With the images removed, reproduce each entry below word for word.

# Material for this exercise
§ §

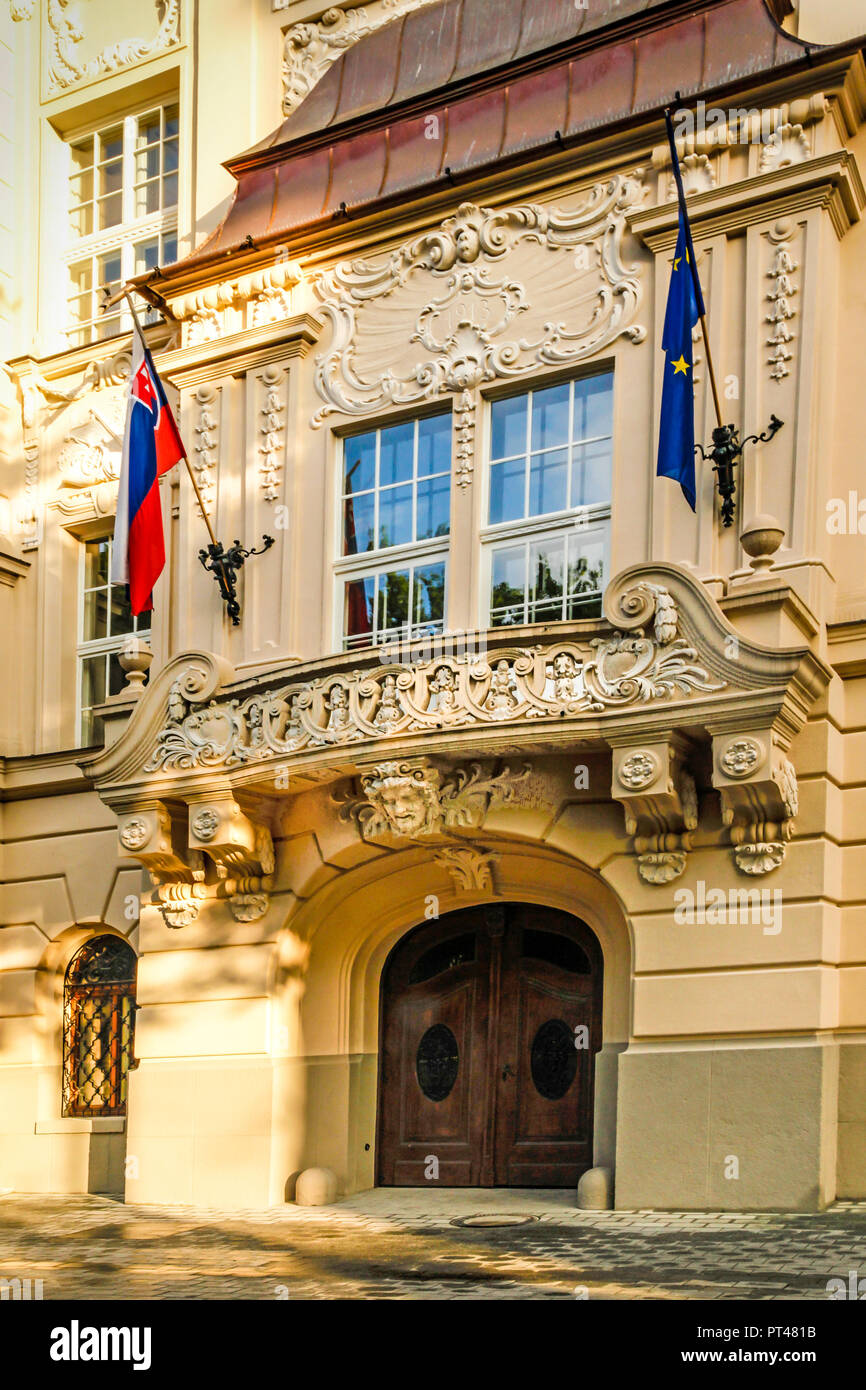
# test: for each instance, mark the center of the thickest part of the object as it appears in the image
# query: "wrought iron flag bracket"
(224, 566)
(726, 453)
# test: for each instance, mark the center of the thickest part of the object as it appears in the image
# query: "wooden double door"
(491, 1020)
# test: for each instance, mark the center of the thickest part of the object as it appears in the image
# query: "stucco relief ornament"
(741, 756)
(205, 824)
(762, 822)
(469, 868)
(135, 833)
(453, 295)
(647, 663)
(412, 799)
(91, 452)
(66, 32)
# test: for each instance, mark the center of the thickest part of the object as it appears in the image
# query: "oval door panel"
(553, 1059)
(437, 1062)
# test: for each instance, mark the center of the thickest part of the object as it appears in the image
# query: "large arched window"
(97, 1027)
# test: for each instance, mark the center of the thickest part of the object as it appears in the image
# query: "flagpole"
(223, 563)
(125, 293)
(692, 262)
(727, 448)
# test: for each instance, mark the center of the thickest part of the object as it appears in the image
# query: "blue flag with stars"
(677, 421)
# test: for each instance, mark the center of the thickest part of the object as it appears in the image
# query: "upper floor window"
(123, 200)
(549, 502)
(395, 521)
(97, 1027)
(106, 626)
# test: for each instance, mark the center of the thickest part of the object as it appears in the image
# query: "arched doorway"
(491, 1020)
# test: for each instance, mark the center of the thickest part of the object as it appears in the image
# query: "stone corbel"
(241, 851)
(660, 804)
(154, 837)
(759, 799)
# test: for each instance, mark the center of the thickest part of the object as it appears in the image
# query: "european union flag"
(677, 423)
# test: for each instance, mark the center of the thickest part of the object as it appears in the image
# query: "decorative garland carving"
(207, 441)
(464, 435)
(781, 310)
(271, 432)
(64, 67)
(616, 672)
(464, 313)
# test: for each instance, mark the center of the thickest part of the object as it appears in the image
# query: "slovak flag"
(152, 446)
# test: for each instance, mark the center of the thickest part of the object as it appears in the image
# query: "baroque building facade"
(515, 829)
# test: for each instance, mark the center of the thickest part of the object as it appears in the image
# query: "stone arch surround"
(345, 933)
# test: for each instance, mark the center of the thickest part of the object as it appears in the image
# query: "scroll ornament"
(513, 685)
(455, 293)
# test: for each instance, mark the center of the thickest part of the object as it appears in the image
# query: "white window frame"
(100, 645)
(409, 556)
(581, 520)
(124, 235)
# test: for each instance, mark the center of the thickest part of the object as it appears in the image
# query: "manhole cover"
(492, 1219)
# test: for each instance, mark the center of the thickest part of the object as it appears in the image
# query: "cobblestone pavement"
(405, 1244)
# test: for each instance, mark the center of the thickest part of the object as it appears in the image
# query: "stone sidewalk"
(399, 1243)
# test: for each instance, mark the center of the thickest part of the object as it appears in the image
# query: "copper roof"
(544, 72)
(445, 45)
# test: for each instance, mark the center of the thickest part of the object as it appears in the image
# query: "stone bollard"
(316, 1187)
(595, 1190)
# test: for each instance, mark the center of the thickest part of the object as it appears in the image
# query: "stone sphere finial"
(761, 540)
(135, 658)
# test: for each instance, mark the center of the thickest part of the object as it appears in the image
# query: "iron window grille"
(99, 1027)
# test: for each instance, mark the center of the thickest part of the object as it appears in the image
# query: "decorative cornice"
(829, 181)
(64, 34)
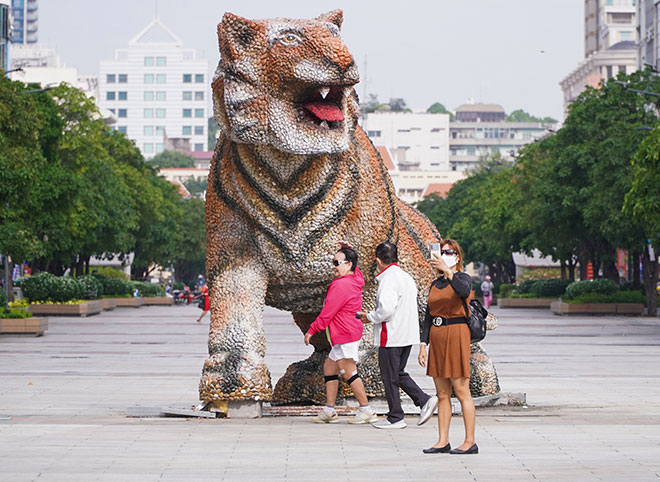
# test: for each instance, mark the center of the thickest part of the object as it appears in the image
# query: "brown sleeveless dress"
(449, 345)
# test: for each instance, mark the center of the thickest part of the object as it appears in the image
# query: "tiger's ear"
(237, 35)
(335, 16)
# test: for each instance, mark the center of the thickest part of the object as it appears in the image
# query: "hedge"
(602, 286)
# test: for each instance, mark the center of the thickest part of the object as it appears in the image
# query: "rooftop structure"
(159, 91)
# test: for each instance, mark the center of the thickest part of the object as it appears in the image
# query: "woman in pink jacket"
(344, 331)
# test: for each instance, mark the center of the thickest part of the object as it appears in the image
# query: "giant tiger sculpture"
(293, 175)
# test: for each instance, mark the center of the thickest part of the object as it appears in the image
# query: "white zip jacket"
(395, 319)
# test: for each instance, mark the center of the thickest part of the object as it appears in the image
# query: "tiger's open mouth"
(324, 106)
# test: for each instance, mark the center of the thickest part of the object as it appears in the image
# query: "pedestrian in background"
(396, 329)
(344, 331)
(487, 288)
(446, 332)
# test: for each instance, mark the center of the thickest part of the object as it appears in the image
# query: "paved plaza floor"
(592, 385)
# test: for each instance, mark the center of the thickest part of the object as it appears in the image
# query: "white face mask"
(450, 260)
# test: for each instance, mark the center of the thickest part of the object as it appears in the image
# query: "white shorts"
(345, 350)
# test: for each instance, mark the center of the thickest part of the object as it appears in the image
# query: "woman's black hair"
(387, 252)
(350, 255)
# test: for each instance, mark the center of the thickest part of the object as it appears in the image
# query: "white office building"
(416, 141)
(158, 90)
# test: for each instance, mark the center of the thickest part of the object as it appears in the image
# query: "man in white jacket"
(396, 329)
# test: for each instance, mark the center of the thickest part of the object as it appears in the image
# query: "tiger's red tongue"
(325, 111)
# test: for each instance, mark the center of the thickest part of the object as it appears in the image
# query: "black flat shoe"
(437, 450)
(472, 450)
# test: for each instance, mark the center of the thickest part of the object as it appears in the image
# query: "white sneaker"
(387, 424)
(427, 410)
(364, 417)
(325, 417)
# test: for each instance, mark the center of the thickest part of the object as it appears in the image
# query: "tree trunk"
(650, 274)
(636, 274)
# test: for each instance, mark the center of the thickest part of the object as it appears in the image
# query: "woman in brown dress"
(446, 332)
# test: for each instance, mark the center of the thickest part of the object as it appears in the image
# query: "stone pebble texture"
(293, 175)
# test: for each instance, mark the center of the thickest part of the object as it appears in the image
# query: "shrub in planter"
(526, 286)
(92, 288)
(148, 289)
(550, 288)
(506, 289)
(602, 286)
(15, 313)
(38, 287)
(116, 287)
(66, 289)
(109, 272)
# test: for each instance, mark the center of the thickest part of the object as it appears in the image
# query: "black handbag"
(476, 320)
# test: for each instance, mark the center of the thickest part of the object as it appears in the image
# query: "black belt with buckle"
(442, 321)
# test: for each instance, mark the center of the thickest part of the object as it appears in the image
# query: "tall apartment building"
(415, 141)
(610, 35)
(25, 25)
(648, 16)
(158, 90)
(480, 130)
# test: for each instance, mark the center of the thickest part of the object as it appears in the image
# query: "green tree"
(191, 252)
(172, 159)
(520, 115)
(438, 108)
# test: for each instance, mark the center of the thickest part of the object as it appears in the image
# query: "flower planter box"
(36, 325)
(83, 309)
(561, 308)
(128, 302)
(158, 300)
(526, 302)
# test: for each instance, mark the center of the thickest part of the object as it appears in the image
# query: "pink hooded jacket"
(343, 300)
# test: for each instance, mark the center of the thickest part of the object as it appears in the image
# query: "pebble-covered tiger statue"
(292, 176)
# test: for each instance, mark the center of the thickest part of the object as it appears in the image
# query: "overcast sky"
(508, 52)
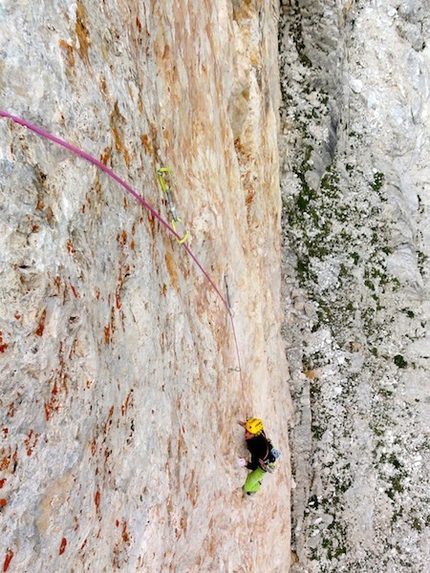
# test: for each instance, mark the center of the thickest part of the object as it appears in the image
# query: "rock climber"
(263, 455)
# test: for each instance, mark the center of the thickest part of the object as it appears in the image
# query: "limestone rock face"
(119, 382)
(356, 132)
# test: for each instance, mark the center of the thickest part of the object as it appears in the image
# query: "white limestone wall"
(119, 390)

§ §

# Response area
# test: for each instance, mark the center of the thickest part of the object as it appears in the image
# query: "wrought iron flag bracket"
(224, 566)
(726, 453)
# test: for each instance, mark the center of the thickest part of the object as it appears in the image
# query: "wooden double door"
(491, 1020)
# test: for each instance, mark the center of the thickest part of the object as it appears in the image
# query: "stucco relief ornament"
(741, 756)
(205, 824)
(762, 822)
(469, 868)
(135, 833)
(453, 295)
(647, 663)
(412, 799)
(91, 452)
(66, 32)
# test: for each instance, mark the center of the thickest part of the object as it appears in the image
# query: "oval door panel"
(553, 1059)
(437, 1062)
# test: for each instance, mark the center of the thickest part of the object as it appears in the image
# query: "large arched window"
(97, 1027)
# test: for each instance, mark the center of the thickest part of the object as it appears in the image
# query: "flagpole"
(223, 563)
(125, 293)
(692, 262)
(727, 448)
# test: for each instance, mark the center of the thickest part of the object as it appears in the image
# query: "blue flag with stars"
(677, 421)
# test: for each instance, mark the center of the thickest part of the object as it appears in the image
# query: "upper floor window"
(123, 200)
(549, 502)
(395, 521)
(97, 1027)
(106, 626)
# test: for each instance, mark the center of the thickest part of the object as it appears in the image
# query: "arched doorway"
(491, 1020)
# test: for each instance, mark the center of the thickest part of the object as it appears in the image
# query: "stone corbel"
(241, 851)
(660, 804)
(154, 837)
(759, 799)
# test: for each instance, mark the center of the thickest part of the object as it appears in the image
# query: "european union flag"
(677, 423)
# test: for each instance, mark the center of the thickest part of the object as it appears in the image
# query: "decorative garland carving"
(207, 441)
(464, 435)
(781, 310)
(271, 432)
(64, 67)
(616, 672)
(464, 313)
# test: for each instance, mark the center of the thickest part of the object as it appears in the image
# query: "slovak flag"
(152, 446)
# test: for each instance, mark the center of the thickest part of the object as it appears in the image
# query: "baroque building facade"
(515, 829)
# test: for each instance, mark the center of the thickest part of the object as it appears in the image
# query: "stone arch surround"
(345, 933)
# test: for each instance, mark the center of the thickest part of the object as it appears in the image
# query: "scroll ornament"
(513, 685)
(455, 293)
# test: for each instance, mark the center of the thickest part of the object as it appears in the image
# query: "white window frame"
(100, 645)
(409, 556)
(581, 520)
(124, 235)
# test: for each instance, mark the center of the thickest part of the object as it appears in the image
# query: "manhole cover"
(492, 1219)
# test: for each instance, mark the center of the thickest part of the object as it appears in the image
# query: "cobblestone pavement"
(405, 1244)
# test: for each instance, mark the center of the thickest part of the object as it appears in the image
# query: "stone sidewalk"
(399, 1243)
# test: for each instance, mark the center of the thickest part of the object as it appears in the image
# query: "copper roof"
(544, 72)
(445, 45)
# test: for each instance, mark the center of the thickest part of the object as it appears in the image
# query: "stone bollard"
(316, 1187)
(595, 1190)
# test: for each instance, mark the center of the thickest part of the object as it appears in the image
# query: "stone sphere finial"
(761, 540)
(135, 658)
# test: for each instance, mark the center of the thickest part of the object as it appears in the image
# query: "iron window grille"
(99, 1027)
# test: for each instance, mark the center of the thickest part of the object as it appears in the image
# query: "decorative cornice"
(829, 181)
(64, 34)
# test: for each instance, mark the center of the thickest part of the object as it appears in the image
# query: "brown sleeveless dress"
(449, 345)
# test: for each instance, mark the center of the thickest part of the object as it appears in the image
# query: "tiger's ear"
(237, 35)
(335, 16)
# test: for each instance, mark the center of the thickest part of the object as it appears in the image
# query: "hedge"
(602, 286)
# test: for each instance, mark the center of the thickest part of the object as it appears in the image
# query: "rooftop structure"
(159, 91)
# test: for each instance, mark the center of the thickest part of the object as it appears in the image
# query: "woman in pink jacket"
(344, 331)
# test: for each instance, mark the center of the thickest part of the object as it appears in the image
# query: "giant tiger sculpture"
(293, 175)
# test: for each instance, mark the center of the thickest part of the object as it appears in the image
# query: "white zip jacket"
(395, 319)
# test: for each instance, mark the center of the thickest part of the object as it appears in the image
# query: "tiger's open mouth"
(324, 106)
# test: for each instance, mark the center of the thickest part of the object as it appears in the image
# query: "pedestrian in background"
(396, 329)
(344, 331)
(487, 288)
(446, 332)
# test: for each instance, mark the center of the thickest part of the object as it appears in the image
# query: "paved plaza floor"
(592, 385)
# test: for each instance, mark the center of the thickest part of the object as it appears in the image
# query: "white face mask"
(450, 260)
# test: for each instance, mark the center of the thickest part of the object as it appears in the image
# query: "white shorts"
(345, 350)
# test: for each instance, mark the center of the thickest part of the object as it appears in the image
# query: "woman's black hair"
(387, 252)
(350, 255)
# test: for each instance, mark the center of the thickest part of the object as it appears in the image
# query: "white office building"
(416, 141)
(158, 90)
# test: for each instance, mark the center of the thickest part of the object as it appears in the image
# query: "man in white jacket"
(396, 329)
# test: for each instance, mark the center of the thickest part of the object as it appears in the image
# query: "tiger's red tongue"
(325, 111)
# test: for each instance, mark the center of the thickest part of the object as it appears in the image
# query: "black flat shoe"
(437, 450)
(472, 450)
# test: for each instance, mark the center of the thickest part of the object as it appears in the image
# query: "white sneaker"
(387, 424)
(427, 410)
(364, 417)
(325, 417)
# test: for each instance, mark the center of the thickest part of the object as it appears in the image
# query: "tree trunk"
(650, 274)
(636, 274)
# test: for each instance, mark the center of the thickest part of the object as it appears in the image
# query: "woman in brown dress"
(446, 332)
# test: for each instance, mark the center of the thickest part of the object as it appears in the image
# query: "stone pebble texture"
(293, 175)
# test: for each instance, mark the center of the thickest part of the object as it appears in the image
# query: "shrub in planter"
(526, 286)
(92, 288)
(148, 289)
(550, 288)
(506, 289)
(602, 286)
(15, 313)
(38, 287)
(116, 287)
(66, 289)
(109, 272)
# test: for each instance, mark the center of the thickest part of the object as it appears in the image
# query: "black handbag"
(476, 320)
# test: for each instance, mark the center of the thickest part of the object as it appears in the image
# query: "black belt with buckle"
(442, 321)
# test: for each instance, mark the center of the thickest part of the object as it appears in the image
# query: "tall apartment building"
(415, 141)
(610, 35)
(25, 25)
(648, 16)
(158, 90)
(480, 130)
# test: for each instance, mark the center of the thickest part of the object as it appears in the image
# query: "green tree"
(191, 252)
(172, 159)
(520, 115)
(438, 108)
# test: for each instance, mark the center of the thickest part of the object as it appears in the image
# query: "flower planter box"
(36, 325)
(83, 309)
(561, 308)
(128, 302)
(158, 300)
(526, 302)
# test: for each instance, mark the center of the thickest part of the object as it appears in the image
# query: "pink hooded jacket"
(343, 300)
# test: for each instance, mark the center of the thickest part of the object as it appears in the image
# query: "pebble-covered tiger statue"
(292, 176)
# test: for each instance, mark the center of the thickest part of the object as it appears in the image
# query: "overcast sky"
(508, 52)
# test: for each instance, mark the center of the thickest part of the object as it appears in the image
# query: "rock climber"
(263, 455)
# test: for each instance, mark the center of the thickest part of the object as it appears in the image
# query: "limestone rock face"
(119, 382)
(356, 132)
# test: for each instance, mark the center of the thickest part of the object as it appears in the image
# query: "white limestone wall"
(119, 390)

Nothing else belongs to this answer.